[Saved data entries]
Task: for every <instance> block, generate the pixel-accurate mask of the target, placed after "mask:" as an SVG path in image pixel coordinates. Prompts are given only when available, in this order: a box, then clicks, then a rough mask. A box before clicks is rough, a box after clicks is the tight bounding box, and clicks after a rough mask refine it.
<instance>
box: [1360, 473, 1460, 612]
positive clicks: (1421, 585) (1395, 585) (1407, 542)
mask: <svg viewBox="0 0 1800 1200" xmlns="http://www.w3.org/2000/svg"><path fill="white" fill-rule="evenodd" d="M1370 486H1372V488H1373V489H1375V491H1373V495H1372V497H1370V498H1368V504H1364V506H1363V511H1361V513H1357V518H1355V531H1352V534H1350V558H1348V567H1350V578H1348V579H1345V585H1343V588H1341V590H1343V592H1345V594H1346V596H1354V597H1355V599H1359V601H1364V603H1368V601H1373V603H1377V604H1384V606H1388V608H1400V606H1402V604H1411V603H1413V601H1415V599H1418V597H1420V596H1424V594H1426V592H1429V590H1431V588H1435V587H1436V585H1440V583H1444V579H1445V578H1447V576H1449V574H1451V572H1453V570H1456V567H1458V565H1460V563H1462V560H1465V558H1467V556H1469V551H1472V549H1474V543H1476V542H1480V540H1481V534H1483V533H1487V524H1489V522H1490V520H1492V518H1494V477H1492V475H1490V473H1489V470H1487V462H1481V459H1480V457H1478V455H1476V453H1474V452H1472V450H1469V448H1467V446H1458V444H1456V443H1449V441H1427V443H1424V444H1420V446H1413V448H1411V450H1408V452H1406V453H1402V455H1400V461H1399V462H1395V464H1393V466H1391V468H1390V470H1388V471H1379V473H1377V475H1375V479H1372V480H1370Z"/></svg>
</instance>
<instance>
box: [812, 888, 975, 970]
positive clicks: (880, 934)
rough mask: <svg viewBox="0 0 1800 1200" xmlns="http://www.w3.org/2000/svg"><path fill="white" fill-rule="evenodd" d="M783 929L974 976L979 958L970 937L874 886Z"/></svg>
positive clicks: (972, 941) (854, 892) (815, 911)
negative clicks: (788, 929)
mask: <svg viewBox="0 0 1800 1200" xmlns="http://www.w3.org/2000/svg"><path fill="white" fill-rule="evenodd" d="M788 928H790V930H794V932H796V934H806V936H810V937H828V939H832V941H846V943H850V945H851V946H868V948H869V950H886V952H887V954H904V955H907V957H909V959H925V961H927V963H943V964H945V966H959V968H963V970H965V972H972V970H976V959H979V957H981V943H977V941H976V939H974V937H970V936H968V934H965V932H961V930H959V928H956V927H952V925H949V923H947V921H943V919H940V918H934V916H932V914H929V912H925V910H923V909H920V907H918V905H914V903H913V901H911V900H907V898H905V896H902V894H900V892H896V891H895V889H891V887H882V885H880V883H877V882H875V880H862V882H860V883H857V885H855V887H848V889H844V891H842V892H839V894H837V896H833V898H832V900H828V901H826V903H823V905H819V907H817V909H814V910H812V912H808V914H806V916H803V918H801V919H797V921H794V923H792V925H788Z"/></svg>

Exercise instructions: Retype the records in their entirety, matching each one exactly.

Solved problem:
Task: for every <instance> block, generate the pixel-accurate mask of the target, placed after "mask:" as an SVG path in image pixel coordinates. Prompts are given only when available, in this order: a box, then clicks, then a rough mask. A box before clicks is rough, a box after clicks is the tight bounding box, and clicks after a rough mask refine it.
<instance>
box: [1360, 473, 1460, 612]
positive clicks: (1421, 585) (1395, 585) (1407, 542)
mask: <svg viewBox="0 0 1800 1200" xmlns="http://www.w3.org/2000/svg"><path fill="white" fill-rule="evenodd" d="M1370 486H1372V488H1373V489H1375V491H1373V495H1372V497H1370V498H1368V504H1364V506H1363V511H1361V513H1357V518H1355V531H1352V534H1350V558H1348V567H1350V578H1348V579H1345V585H1343V588H1341V590H1343V592H1345V594H1346V596H1354V597H1355V599H1359V601H1364V603H1368V601H1373V603H1377V604H1384V606H1388V608H1400V606H1402V604H1411V603H1413V601H1415V599H1418V597H1420V596H1424V594H1426V592H1429V590H1431V588H1435V587H1436V585H1440V583H1444V579H1445V578H1447V576H1449V574H1451V572H1453V570H1456V567H1458V565H1460V563H1462V560H1465V558H1467V556H1469V551H1472V549H1474V543H1476V542H1480V540H1481V534H1483V533H1487V524H1489V522H1490V520H1492V518H1494V477H1492V475H1490V473H1489V470H1487V462H1481V459H1480V457H1478V455H1476V453H1474V452H1472V450H1469V448H1467V446H1458V444H1456V443H1449V441H1427V443H1424V444H1420V446H1413V448H1411V450H1408V452H1406V453H1402V455H1400V461H1399V462H1395V464H1393V466H1391V468H1390V470H1388V471H1379V473H1377V475H1375V479H1372V480H1370Z"/></svg>
</instance>
<instance>
box: [812, 888, 975, 970]
positive clicks: (880, 934)
rough mask: <svg viewBox="0 0 1800 1200" xmlns="http://www.w3.org/2000/svg"><path fill="white" fill-rule="evenodd" d="M783 929L974 976L979 958L970 937L874 886Z"/></svg>
positive clicks: (972, 941) (854, 892) (815, 911)
negative clicks: (788, 929)
mask: <svg viewBox="0 0 1800 1200" xmlns="http://www.w3.org/2000/svg"><path fill="white" fill-rule="evenodd" d="M788 928H790V930H794V932H796V934H806V936H810V937H828V939H832V941H846V943H850V945H851V946H868V948H869V950H886V952H887V954H904V955H907V957H909V959H925V961H927V963H943V964H945V966H959V968H963V970H965V972H972V970H976V959H979V957H981V943H977V941H976V939H974V937H970V936H968V934H965V932H961V930H959V928H956V927H952V925H949V923H947V921H943V919H940V918H934V916H932V914H929V912H925V910H923V909H920V907H918V905H914V903H913V901H911V900H907V898H905V896H902V894H900V892H896V891H895V889H891V887H882V885H880V883H877V882H875V880H862V882H860V883H857V885H855V887H848V889H844V891H842V892H839V894H837V896H833V898H832V900H828V901H826V903H823V905H819V907H817V909H814V910H812V912H808V914H806V916H803V918H801V919H797V921H794V923H792V925H788Z"/></svg>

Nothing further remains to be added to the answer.